**Problems and tasks**
- a) In the passage on tuning recommendation-system parameters, what is the difference in target-function values divided by when estimating gradient components?
- b) Set down word for word the part of the passage on tuning recommendation-system parameters starting with "Once the gradient" and going on through "allowed during optimization.".
- c) Take the passage on tuning recommendation-system parameters further, writing on from its final sentence.

--- BEGIN Source extract ---

Once the gradient is determined, the second set of parameters A_{1, 2}may be determined by adding the gradient multiplied by a predetermined or adaptable learning rate to the first set of parameters A_{1, 1}, thereby obtaining the second set of parameters A_{1, 2}. Further sets of parameters, e.g. a third or fourth set of parameters, may be determined by further varying the learning rate, and thus adapting a range of the modifications allowed during optimization.
These sets of parameters may then be tested as described in the above, and the best performing of the sets can be selected as the new parameter set for the recommendation system or as a new first set of parameters for the next iteration.
In a further embodiment, a gradient may be estimated by determining intermediate sets of parameters based on the first set of parameters by modifying one-by-one the parameters of the first set of parameters, and by evaluating, during runtime and with respect to the target function, the output of the recommendation system using the first set of parameters and the output of the recommendation system using the intermediate sets of parameters, respectively. Components of the gradient with respect to the free parameters may then be estimated by subtracting the value of the target function observed with respect to recommendations achieved by the respective intermediate set of parameters from the value of the target function achieved for recommendations based on the first set of parameters. This difference may then be divided by a distance between the respective intermediate set of parameters and the first set of parameters.
In other words, the gradients may be derived by modifying one parameter at a time and evaluating the resulting set of parameters in a testing step corresponding to S102-1. The resulting value of the target function may be directly measured from the user behavior with respect to the recommendations, e.g. from the success of the recommendations issued based on the modified parameter set. This process may be repeated for each of the free parameters within the first parameter set. The resulting gradient with respect to all free parameters may then be used as discussed in the above.
In a further embodiment, determining step S100, testing step S102 and selecting step S104 may be carried out after a successful recommendation during runtime of the recommendation system. In determining step S100, the current set of parameters may be used as the first set of parameters. A further set of parameters may be determined based on the first set of parameters by varying at least one of the (free) parameters, or may be all of the parameters, of the first set, such that in a recommendation list output by the recommendation system based on the further set of parameters, a rank of the successful recommendation is improved compared to a further rank of the successful recommendation in a further recommendation list output by the recommendation system based on the first of parameters. The second set of parameters may then be determined based on a fraction of a difference between the further set and the first set.

--- END Source extract ---
--- BEGIN Given records ---

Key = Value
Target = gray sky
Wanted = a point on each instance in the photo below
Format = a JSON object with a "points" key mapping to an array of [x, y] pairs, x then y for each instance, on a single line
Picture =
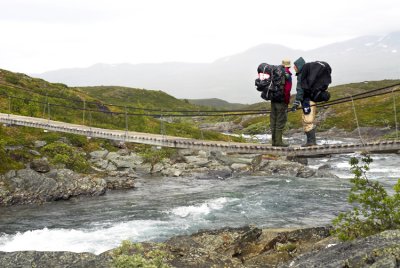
{"points": [[42, 35]]}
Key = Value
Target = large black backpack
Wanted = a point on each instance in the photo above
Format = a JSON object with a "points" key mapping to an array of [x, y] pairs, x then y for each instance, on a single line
{"points": [[315, 79], [271, 81]]}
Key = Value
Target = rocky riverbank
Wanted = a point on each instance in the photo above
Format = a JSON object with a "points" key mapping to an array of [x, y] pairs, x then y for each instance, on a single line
{"points": [[240, 247], [40, 182]]}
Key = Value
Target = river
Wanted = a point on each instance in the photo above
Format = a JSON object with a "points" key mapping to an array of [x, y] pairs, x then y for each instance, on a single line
{"points": [[163, 207]]}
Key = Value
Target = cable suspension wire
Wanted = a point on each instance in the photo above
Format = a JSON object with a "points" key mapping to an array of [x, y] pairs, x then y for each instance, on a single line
{"points": [[204, 113], [395, 114], [356, 119], [195, 111]]}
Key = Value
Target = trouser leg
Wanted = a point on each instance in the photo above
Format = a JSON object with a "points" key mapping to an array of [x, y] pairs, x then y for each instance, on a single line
{"points": [[280, 110], [308, 125]]}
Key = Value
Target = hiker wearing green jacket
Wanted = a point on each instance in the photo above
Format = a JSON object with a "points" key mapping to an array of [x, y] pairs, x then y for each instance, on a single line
{"points": [[279, 108], [309, 107]]}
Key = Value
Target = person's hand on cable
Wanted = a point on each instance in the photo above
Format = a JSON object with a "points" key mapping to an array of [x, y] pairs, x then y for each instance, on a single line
{"points": [[296, 105]]}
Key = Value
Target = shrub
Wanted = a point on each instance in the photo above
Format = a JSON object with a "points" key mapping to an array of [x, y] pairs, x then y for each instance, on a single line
{"points": [[375, 209]]}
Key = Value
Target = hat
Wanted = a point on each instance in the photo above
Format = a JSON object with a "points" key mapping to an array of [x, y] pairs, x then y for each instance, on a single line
{"points": [[286, 63]]}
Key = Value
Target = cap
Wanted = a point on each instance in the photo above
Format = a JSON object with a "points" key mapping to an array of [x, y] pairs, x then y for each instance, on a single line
{"points": [[286, 63]]}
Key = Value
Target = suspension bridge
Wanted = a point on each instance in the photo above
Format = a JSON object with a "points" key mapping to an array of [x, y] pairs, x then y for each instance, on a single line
{"points": [[179, 142]]}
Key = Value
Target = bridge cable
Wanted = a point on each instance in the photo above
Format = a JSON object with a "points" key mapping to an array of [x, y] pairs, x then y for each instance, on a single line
{"points": [[356, 119], [184, 111], [395, 114]]}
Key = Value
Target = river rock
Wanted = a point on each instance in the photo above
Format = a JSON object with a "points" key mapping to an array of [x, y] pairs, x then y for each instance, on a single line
{"points": [[120, 182], [40, 165], [29, 186], [101, 154], [247, 246], [381, 250], [39, 144], [54, 259]]}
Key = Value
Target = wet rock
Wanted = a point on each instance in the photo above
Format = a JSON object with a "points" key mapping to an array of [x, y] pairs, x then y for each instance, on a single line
{"points": [[95, 155], [40, 165], [119, 182], [34, 152], [381, 250], [39, 144], [28, 186], [53, 259]]}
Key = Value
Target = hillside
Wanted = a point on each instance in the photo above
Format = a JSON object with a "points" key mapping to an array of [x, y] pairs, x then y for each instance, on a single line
{"points": [[105, 107], [217, 104], [141, 98], [231, 78]]}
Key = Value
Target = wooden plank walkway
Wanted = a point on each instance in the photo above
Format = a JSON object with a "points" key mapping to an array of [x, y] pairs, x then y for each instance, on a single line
{"points": [[178, 142]]}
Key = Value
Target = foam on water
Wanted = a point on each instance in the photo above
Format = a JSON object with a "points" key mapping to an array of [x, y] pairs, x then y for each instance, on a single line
{"points": [[95, 240], [201, 209]]}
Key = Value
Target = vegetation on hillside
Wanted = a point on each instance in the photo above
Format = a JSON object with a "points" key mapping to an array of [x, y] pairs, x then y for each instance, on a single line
{"points": [[217, 104], [374, 211], [24, 95]]}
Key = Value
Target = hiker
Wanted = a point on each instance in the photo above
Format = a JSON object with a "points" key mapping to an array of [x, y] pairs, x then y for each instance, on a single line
{"points": [[309, 107], [279, 108]]}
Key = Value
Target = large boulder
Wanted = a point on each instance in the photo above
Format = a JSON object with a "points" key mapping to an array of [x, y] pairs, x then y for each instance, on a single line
{"points": [[381, 250], [40, 165], [29, 186]]}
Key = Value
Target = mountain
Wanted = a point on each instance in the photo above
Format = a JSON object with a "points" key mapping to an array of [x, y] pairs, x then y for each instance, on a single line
{"points": [[232, 78], [217, 104]]}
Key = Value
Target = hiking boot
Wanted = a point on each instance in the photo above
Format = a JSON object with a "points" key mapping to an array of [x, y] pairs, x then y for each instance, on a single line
{"points": [[278, 139], [311, 139]]}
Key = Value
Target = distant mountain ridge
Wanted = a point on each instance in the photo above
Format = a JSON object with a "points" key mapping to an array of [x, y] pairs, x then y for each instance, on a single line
{"points": [[232, 78], [217, 103]]}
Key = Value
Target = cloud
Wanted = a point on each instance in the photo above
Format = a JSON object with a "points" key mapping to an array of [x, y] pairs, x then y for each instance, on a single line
{"points": [[51, 34]]}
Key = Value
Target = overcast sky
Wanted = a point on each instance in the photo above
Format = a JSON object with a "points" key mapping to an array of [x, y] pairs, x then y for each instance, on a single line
{"points": [[42, 35]]}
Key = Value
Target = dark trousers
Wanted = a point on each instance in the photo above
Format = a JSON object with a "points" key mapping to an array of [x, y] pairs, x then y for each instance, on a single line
{"points": [[278, 116]]}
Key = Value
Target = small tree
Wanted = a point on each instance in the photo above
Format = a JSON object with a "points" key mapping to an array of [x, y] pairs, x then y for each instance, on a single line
{"points": [[374, 211]]}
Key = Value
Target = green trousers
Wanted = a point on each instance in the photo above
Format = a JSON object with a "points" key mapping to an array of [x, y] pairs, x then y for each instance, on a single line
{"points": [[278, 119], [278, 116]]}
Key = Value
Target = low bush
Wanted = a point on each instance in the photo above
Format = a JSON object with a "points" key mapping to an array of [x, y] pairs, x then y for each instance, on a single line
{"points": [[374, 211]]}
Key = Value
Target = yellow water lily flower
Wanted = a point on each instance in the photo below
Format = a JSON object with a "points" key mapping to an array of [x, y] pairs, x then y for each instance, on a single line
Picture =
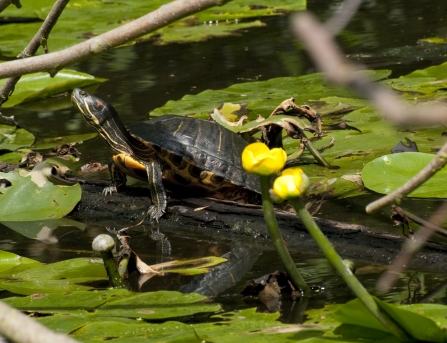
{"points": [[291, 183], [257, 158]]}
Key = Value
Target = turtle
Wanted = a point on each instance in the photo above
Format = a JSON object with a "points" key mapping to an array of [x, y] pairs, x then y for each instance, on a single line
{"points": [[171, 151]]}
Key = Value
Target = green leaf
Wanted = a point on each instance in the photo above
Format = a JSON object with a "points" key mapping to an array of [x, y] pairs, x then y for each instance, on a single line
{"points": [[355, 313], [32, 197], [60, 277], [41, 85], [12, 138], [387, 173], [11, 263], [261, 97], [115, 303]]}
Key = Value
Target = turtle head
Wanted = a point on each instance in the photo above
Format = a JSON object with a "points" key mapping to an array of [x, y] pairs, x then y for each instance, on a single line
{"points": [[94, 110], [103, 117]]}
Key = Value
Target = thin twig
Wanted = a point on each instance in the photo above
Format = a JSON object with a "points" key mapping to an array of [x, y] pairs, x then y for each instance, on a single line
{"points": [[410, 247], [429, 170], [55, 61], [6, 3], [338, 69], [436, 229], [342, 16], [39, 39]]}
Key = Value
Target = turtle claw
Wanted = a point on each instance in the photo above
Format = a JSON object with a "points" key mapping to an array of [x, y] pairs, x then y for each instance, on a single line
{"points": [[110, 190], [154, 213]]}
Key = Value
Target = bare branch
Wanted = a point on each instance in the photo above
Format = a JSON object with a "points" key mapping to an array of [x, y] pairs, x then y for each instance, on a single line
{"points": [[6, 3], [429, 170], [40, 38], [55, 61], [410, 247], [342, 16], [330, 60]]}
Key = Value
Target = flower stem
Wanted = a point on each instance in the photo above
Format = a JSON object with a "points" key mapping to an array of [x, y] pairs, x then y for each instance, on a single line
{"points": [[346, 274], [278, 242]]}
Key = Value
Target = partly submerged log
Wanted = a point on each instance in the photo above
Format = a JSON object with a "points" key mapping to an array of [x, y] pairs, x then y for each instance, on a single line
{"points": [[230, 221]]}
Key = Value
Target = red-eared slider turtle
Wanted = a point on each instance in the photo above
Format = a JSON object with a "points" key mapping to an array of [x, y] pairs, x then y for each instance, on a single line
{"points": [[174, 151]]}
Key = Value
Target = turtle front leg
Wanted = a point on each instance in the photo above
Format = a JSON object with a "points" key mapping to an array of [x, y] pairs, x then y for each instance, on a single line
{"points": [[158, 193], [118, 179]]}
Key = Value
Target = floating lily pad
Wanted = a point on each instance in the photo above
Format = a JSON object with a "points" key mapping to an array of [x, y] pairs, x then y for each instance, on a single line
{"points": [[11, 263], [364, 136], [32, 197], [427, 330], [60, 277], [41, 85], [387, 173], [12, 138], [261, 97]]}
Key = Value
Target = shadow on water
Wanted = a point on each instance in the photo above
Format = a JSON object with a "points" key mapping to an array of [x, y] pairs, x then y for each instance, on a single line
{"points": [[144, 76]]}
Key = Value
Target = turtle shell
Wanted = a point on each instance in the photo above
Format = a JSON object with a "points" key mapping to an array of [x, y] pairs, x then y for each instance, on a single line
{"points": [[195, 146]]}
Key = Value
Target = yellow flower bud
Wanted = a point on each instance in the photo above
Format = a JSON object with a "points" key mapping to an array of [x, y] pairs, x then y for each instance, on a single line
{"points": [[257, 158], [291, 183]]}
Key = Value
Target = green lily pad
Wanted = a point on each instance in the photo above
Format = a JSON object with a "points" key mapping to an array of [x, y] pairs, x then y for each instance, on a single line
{"points": [[11, 157], [12, 138], [11, 263], [32, 197], [355, 313], [387, 173], [41, 85], [60, 277], [261, 97], [366, 136], [116, 303]]}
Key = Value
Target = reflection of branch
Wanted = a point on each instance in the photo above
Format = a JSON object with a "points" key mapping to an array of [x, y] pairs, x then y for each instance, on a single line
{"points": [[39, 39], [410, 247], [341, 18], [161, 17], [6, 3], [429, 170], [329, 59]]}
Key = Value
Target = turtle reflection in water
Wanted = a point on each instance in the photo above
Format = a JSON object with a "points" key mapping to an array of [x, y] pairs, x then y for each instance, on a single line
{"points": [[171, 151]]}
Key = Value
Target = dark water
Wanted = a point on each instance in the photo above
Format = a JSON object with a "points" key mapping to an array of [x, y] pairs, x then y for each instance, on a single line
{"points": [[144, 76]]}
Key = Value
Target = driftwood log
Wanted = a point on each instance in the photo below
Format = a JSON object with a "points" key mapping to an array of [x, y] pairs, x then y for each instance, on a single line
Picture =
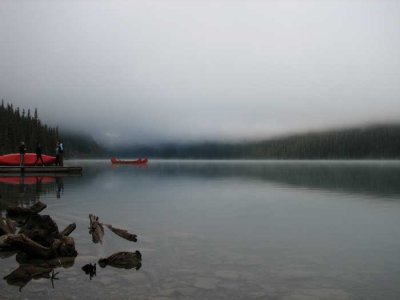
{"points": [[16, 211], [96, 229], [64, 247], [123, 260], [123, 233], [39, 237], [25, 273]]}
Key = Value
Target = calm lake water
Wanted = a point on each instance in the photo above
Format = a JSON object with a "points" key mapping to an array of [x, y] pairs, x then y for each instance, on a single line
{"points": [[224, 230]]}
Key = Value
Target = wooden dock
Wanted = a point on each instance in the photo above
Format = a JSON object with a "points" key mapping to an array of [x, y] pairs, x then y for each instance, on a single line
{"points": [[40, 170]]}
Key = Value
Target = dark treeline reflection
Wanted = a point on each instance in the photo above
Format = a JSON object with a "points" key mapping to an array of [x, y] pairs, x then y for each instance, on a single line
{"points": [[27, 190], [375, 178]]}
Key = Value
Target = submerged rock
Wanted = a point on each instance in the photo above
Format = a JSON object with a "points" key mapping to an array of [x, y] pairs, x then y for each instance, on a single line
{"points": [[89, 269], [123, 233], [123, 260], [96, 229]]}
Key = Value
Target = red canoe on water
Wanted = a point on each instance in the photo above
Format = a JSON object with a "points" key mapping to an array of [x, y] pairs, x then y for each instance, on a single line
{"points": [[26, 180], [30, 159], [140, 161]]}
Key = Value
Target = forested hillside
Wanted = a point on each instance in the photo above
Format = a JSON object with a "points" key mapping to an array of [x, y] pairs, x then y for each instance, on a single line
{"points": [[17, 126], [373, 142]]}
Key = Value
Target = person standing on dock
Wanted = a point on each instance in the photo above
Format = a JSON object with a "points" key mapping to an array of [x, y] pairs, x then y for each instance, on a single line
{"points": [[22, 151], [58, 154], [39, 154], [61, 153]]}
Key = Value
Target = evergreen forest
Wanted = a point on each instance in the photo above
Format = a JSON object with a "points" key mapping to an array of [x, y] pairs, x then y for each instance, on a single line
{"points": [[19, 125]]}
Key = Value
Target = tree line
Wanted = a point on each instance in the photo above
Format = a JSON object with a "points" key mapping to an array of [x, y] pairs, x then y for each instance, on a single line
{"points": [[18, 125], [372, 142]]}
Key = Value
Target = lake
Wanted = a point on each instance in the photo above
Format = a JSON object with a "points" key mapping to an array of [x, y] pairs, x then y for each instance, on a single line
{"points": [[224, 229]]}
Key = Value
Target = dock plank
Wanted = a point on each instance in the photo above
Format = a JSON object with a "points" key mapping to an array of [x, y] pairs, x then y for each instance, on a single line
{"points": [[39, 169]]}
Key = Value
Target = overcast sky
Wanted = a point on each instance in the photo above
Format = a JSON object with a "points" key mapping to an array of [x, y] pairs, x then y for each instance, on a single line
{"points": [[148, 71]]}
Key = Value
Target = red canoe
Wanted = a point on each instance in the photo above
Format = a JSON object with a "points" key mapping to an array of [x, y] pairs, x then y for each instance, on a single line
{"points": [[140, 161], [26, 180], [30, 159]]}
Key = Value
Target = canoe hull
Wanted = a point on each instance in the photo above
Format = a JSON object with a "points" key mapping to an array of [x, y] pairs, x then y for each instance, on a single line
{"points": [[30, 159], [140, 161]]}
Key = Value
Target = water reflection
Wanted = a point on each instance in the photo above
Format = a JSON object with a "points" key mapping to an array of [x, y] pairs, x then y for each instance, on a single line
{"points": [[365, 177], [36, 269], [27, 190]]}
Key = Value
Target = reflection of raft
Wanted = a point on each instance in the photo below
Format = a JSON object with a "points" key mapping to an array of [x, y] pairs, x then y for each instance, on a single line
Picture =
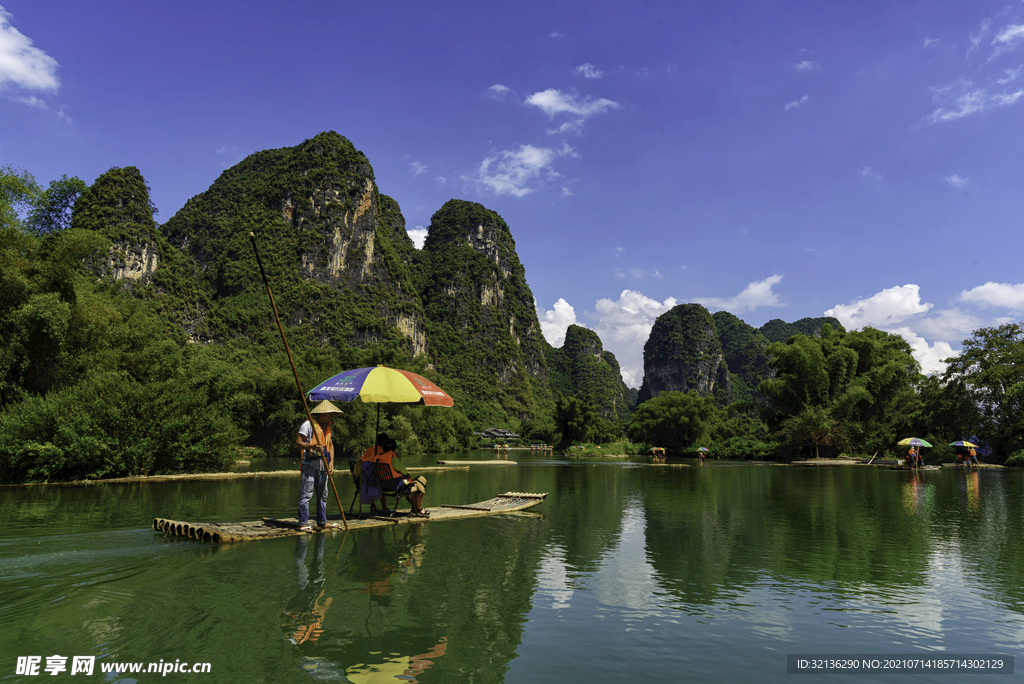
{"points": [[278, 527]]}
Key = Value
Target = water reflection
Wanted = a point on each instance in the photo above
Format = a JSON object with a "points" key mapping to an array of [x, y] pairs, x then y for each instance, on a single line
{"points": [[628, 572]]}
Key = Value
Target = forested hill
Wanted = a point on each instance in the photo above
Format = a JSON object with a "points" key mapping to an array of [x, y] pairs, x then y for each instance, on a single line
{"points": [[717, 354], [128, 347]]}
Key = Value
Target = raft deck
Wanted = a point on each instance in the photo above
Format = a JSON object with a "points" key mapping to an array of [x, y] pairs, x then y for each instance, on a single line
{"points": [[278, 527]]}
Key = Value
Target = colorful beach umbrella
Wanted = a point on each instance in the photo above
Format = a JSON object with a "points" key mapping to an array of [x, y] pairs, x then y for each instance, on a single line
{"points": [[381, 385]]}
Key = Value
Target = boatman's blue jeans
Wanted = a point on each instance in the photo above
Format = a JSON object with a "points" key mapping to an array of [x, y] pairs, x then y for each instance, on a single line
{"points": [[312, 481]]}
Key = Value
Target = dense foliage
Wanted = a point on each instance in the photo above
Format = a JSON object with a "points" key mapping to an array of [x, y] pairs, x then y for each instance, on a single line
{"points": [[839, 390]]}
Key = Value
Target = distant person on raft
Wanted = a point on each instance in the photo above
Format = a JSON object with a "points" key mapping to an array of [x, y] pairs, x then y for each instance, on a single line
{"points": [[400, 481], [316, 464]]}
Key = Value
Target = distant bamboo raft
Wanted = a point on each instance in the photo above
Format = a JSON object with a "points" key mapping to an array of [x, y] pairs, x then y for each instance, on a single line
{"points": [[278, 527], [477, 463]]}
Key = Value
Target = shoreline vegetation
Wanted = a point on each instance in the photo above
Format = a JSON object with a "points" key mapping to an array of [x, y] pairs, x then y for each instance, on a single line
{"points": [[131, 348], [454, 465]]}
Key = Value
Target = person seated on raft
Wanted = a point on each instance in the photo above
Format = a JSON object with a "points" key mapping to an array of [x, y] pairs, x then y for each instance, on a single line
{"points": [[400, 480]]}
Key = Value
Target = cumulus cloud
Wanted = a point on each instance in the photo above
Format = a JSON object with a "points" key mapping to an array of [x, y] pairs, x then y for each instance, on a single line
{"points": [[624, 327], [419, 234], [987, 90], [1004, 295], [883, 309], [754, 295], [899, 310], [797, 103], [32, 101], [498, 91], [956, 181], [519, 172], [553, 102], [23, 65], [931, 356], [555, 322]]}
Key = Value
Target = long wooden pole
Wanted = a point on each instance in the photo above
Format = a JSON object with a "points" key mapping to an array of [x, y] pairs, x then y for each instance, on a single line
{"points": [[302, 395]]}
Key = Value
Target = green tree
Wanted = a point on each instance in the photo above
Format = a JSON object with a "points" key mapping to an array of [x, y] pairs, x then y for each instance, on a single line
{"points": [[991, 369], [680, 421], [52, 210], [859, 378], [18, 193]]}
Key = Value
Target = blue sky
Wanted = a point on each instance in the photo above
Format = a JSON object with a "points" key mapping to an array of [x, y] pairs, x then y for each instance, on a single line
{"points": [[786, 159]]}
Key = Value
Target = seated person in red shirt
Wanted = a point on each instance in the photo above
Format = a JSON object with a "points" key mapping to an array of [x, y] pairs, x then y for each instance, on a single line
{"points": [[400, 480]]}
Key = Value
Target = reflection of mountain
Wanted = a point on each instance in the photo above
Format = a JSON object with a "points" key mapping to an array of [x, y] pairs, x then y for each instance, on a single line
{"points": [[821, 525], [391, 585]]}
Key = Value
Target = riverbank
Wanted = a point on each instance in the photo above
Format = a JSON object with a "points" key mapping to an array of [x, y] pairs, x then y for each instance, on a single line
{"points": [[207, 476]]}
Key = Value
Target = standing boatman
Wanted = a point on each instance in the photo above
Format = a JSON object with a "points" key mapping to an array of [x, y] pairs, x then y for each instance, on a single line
{"points": [[316, 464]]}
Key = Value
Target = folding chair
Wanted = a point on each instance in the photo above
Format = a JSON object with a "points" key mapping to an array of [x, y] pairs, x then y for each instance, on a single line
{"points": [[385, 474], [353, 469]]}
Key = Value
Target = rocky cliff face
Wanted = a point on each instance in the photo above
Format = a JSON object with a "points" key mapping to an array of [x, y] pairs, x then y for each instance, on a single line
{"points": [[118, 206], [684, 353], [334, 248], [583, 368], [484, 332]]}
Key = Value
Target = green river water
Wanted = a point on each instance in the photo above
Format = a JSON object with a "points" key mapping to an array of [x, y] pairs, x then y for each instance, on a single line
{"points": [[628, 572]]}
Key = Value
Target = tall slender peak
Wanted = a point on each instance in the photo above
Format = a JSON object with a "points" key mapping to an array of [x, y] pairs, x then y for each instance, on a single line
{"points": [[335, 247], [683, 353]]}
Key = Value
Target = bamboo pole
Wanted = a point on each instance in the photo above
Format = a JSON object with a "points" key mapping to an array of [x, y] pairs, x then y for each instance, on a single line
{"points": [[302, 395]]}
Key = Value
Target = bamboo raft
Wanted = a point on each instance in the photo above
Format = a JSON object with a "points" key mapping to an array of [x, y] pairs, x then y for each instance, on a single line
{"points": [[266, 528]]}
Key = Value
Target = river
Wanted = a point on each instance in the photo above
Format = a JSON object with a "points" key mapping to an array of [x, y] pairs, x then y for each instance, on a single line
{"points": [[628, 572]]}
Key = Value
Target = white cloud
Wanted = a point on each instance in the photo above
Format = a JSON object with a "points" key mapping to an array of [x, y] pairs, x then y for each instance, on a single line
{"points": [[931, 356], [419, 234], [899, 310], [554, 101], [1009, 38], [995, 294], [956, 181], [754, 295], [498, 91], [555, 322], [1011, 75], [963, 98], [883, 309], [624, 327], [796, 104], [574, 127], [519, 172], [32, 101], [20, 63]]}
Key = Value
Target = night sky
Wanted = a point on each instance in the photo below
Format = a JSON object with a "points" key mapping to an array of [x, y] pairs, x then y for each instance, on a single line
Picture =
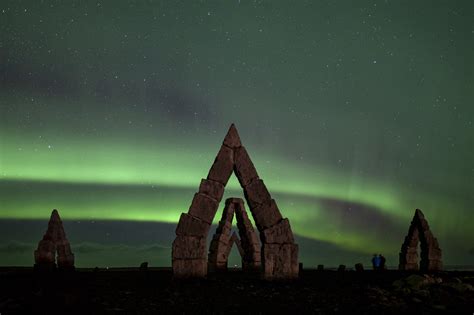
{"points": [[355, 113]]}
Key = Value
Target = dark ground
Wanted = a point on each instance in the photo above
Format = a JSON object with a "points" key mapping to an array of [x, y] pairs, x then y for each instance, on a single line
{"points": [[130, 291]]}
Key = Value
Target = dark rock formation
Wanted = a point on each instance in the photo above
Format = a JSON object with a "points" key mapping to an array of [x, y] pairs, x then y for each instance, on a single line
{"points": [[279, 253], [419, 232], [222, 242], [54, 247]]}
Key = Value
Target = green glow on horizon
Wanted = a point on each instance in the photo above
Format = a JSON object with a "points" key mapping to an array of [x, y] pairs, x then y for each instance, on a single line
{"points": [[168, 166]]}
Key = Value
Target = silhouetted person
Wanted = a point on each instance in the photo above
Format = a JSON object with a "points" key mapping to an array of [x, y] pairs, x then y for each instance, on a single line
{"points": [[376, 262], [382, 262]]}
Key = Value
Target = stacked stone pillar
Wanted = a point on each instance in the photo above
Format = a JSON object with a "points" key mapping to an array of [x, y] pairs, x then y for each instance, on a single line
{"points": [[279, 253], [221, 242], [431, 255], [251, 258], [54, 242]]}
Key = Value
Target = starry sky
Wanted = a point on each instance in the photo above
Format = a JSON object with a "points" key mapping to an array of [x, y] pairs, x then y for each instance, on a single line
{"points": [[355, 113]]}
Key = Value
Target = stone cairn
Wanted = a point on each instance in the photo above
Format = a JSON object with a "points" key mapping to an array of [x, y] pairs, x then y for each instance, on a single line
{"points": [[419, 232], [279, 253], [222, 242], [54, 241]]}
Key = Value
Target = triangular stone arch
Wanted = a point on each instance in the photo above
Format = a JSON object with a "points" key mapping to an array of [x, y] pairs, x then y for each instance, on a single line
{"points": [[54, 242], [419, 232], [222, 242], [279, 253]]}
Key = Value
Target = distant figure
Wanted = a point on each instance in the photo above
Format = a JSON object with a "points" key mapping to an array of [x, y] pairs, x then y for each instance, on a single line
{"points": [[376, 262], [382, 262]]}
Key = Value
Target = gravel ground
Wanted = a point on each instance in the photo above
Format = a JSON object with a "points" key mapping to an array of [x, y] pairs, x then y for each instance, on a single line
{"points": [[129, 291]]}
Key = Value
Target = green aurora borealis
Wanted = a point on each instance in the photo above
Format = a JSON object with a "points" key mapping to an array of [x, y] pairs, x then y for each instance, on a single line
{"points": [[354, 114]]}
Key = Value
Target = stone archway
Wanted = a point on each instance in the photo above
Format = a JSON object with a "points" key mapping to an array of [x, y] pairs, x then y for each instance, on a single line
{"points": [[54, 242], [221, 243], [420, 233], [279, 253]]}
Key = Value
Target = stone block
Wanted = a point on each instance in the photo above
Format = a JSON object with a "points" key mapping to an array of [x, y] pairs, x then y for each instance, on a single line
{"points": [[280, 233], [266, 215], [189, 268], [212, 188], [256, 193], [244, 168], [203, 207], [232, 139], [189, 247], [223, 166], [192, 226]]}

--- END Given records ---

**Answers to the problems**
- a) A distance between the respective intermediate set of parameters and the first set of parameters.

- b)
Once the gradient is determined, the second set of parameters A_{1, 2}may be determined by adding the gradient multiplied by a predetermined or adaptable learning rate to the first set of parameters A_{1, 1}, thereby obtaining the second set of parameters A_{1, 2}. Further sets of parameters, e.g. a third or fourth set of parameters, may be determined by further varying the learning rate, and thus adapting a range of the modifications allowed during optimization.

- c)
In other words, after a successful recommendation during runtime, a further step of optimization is induced. To obtain a second set of parameters for the optimization, the current set of parameters is changed, e.g. by a small amount, in such a way that the recommendation system will issue the successful recommendation in the future with a higher likelihood than before. This is achieved by determining a further set of parameters such that a rank of the successful recommendation is improved. The recommendation system is therefore permanently updated while the system is running, albeit by very small steps.
The “movement” of the parameter set within a parameter space may thus remind of a small particle that is moved by a small, random impact, leading to a kind of Brownian motion.
Thus, for determining the further set of parameters, a rank of the successful recommendation may be analyzed in the current recommendation list. If the rank was best, i.e. one, the parameters do not have to be optimized. If the rank, however, was worse, e.g. higher than one, a randomly selected free parameter of the system may be modified by a small amount, and a new recommendation list may be calculated based on the resulting further set of parameters. If the rank improves, it is recorded by what amount (how many ranks, relative to the initial rank). This process may then be repeated for all of the free parameters successively. Then, the parameter set may be updated for all parameters that had let to an improvement in rank, relative to how much the improvement was.
When thus updating the parameter set to determine the further set of parameters, it is important that only a fraction of a difference between the further set and the first set is used for determining the second set, since otherwise the system would become instable after a few learning steps.
To save time in busy periods of the recommendation system, it is possible to compute the gradient or rank improvement only with respect to a part of the free parameters, e.g. with respect to only or a few promising candidates.
In a further embodiment, it is possible that the further set of parameters is only determined after a predetermined number of successful recommendations and/or after a predetermined period of time. In this embodiment, the further set of parameters may be determined such that in a recommendation list output by the recommendation system based on the further set of parameters, an average rank of all successful recommendations is improved compared to a further average rank of all successful recommendations in a further recommendation list output by the recommendation system based on the first set of parameters.
Thus, the rank gradient computation and the parameter update may not be performed after any single purchase, but only after a bunch of purchases, e.g. every 32 purchases, or every hour or the like. In this case, the rank gradient is the average rank gradient overall the purchases in the bunch.
For avoiding any instability and further for avoiding that the recommendation system evolves towards an undesired behavior, getting stuck in a local extremum of the parameter space, this “Brownian motion like” selection of the second set of parameters may be combined with a step of comparing the behavior of the recommendation system based on the current parameter set occasionally with a previous set of parameters, such as the initial set of parameters A_{1, 1}, as will be discussed in the following.
In a corresponding embodiment, after a predetermined number of iterations of the method, the second set of parameters may be set, in the determining step, to a previous set of parameters, for example the first set or an intermediate set, e.g. a parameter set that has been evaluated as being successful in a previous testing and selecting step. This may allow recovering from an optimization towards a local extremum of the target function within the parameter space.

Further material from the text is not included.